=== Problem description ===
In the profile of Mary Pat Seurkamp, in what year was the school renamed Notre Dame of Maryland University?

=== Selected extract ===
=== Section Start ===
= Mary Pat Seurkamp =

Mary Patricia Seurkamp is the former president of Notre Dame of Maryland University from 1997 until her retirement in 2012. She is the first layperson to lead the school. The College (CNDM) was the first Roman Catholic college or university in the U.S. to open its doors to women seeking a baccalaureate degree.

Seurkamp led Notre Dame through a strategic planning process which reaffirmed CNDM's commitment to the education of women. Under her leadership, the institution unveiled its first doctoral program, in education, and created a school of pharmacy. In recognition of the new complexity, CNDM was rechristened Notre Dame of Maryland University in 2011. She represents the College on national and local boards. Before her arrival at Notre Dame, Seurkamp served at St. John Fisher College in Rochester, New York for 21 years.

She graduated from Webster University in 1968 with a B.A. degree in psychology, from Washington University in St. Louis in 1969 with an M.A. in guidance and counseling, and from the State University of New York at Buffalo in 1990 with a Ph.D. in higher education.

==Previous professional background==
- St. John Fisher College, Rochester, New York:
- 1996-1997: Vice-President for Institutional Planning & Research
- 1994-1996: Vice President for Academic Services & Planning
- 1992-1994: Acting Vice President for Academic Affairs/Dean of the College
- 1988-1992: Associate Vice President for Academic Affairs/Director of Student Academic Services

==Affiliations==
Seurkamp served on the SunTrust Regional Advisory Board and the SunTrust Mid-Atlantic Board of Directors.
=== Section End ===
=== Excerpted records ===
=== Section Start ===
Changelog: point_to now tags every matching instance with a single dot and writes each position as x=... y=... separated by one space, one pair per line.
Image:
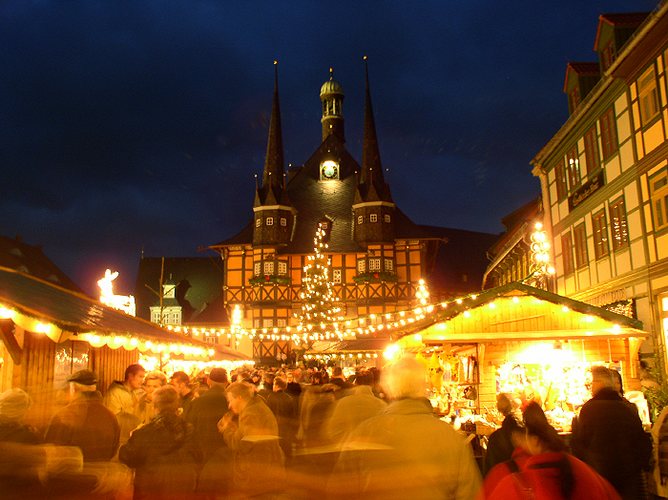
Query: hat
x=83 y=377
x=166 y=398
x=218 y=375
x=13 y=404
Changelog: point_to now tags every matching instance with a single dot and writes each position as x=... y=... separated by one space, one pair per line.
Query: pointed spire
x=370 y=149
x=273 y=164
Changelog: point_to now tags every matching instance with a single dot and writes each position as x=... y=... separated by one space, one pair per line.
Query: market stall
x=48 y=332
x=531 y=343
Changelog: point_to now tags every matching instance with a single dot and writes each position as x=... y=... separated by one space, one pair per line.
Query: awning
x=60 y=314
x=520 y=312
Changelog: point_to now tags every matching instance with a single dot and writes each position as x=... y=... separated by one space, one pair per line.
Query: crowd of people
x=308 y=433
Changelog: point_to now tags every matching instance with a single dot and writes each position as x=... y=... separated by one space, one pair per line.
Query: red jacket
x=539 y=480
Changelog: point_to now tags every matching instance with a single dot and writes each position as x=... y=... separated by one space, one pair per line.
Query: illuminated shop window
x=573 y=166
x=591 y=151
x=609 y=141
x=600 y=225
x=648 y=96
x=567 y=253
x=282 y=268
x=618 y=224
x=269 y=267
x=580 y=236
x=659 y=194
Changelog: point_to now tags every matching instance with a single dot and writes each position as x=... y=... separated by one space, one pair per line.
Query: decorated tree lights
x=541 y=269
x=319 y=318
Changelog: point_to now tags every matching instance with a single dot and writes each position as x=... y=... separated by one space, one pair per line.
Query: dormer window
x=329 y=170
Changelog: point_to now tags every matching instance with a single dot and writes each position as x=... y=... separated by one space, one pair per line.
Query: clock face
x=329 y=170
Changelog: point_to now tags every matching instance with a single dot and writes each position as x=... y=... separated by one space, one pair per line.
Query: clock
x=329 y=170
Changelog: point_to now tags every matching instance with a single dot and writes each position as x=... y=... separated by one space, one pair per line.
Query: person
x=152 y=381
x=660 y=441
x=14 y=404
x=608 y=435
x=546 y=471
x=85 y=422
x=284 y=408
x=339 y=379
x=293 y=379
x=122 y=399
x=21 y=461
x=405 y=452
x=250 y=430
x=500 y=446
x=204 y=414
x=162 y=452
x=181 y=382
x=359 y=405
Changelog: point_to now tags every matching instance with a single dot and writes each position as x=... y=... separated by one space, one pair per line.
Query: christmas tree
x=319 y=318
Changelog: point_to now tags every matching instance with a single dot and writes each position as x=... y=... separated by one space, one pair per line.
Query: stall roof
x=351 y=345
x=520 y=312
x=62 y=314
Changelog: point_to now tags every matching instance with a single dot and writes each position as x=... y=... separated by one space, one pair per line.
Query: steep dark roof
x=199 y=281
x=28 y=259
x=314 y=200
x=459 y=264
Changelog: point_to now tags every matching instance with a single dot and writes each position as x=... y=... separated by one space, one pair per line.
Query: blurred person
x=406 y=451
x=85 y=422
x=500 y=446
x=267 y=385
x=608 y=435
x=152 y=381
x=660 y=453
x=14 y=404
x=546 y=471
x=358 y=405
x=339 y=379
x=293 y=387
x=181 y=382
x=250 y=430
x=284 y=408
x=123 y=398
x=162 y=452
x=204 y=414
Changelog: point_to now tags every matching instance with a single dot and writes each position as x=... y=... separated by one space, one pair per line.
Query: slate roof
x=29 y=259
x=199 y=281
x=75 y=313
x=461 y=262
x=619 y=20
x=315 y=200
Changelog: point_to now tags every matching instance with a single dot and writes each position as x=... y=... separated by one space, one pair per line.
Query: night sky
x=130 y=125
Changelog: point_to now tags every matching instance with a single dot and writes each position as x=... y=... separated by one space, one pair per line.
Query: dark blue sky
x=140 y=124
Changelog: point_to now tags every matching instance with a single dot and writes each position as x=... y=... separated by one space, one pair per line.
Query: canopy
=== Section End ===
=== Answer box ===
2011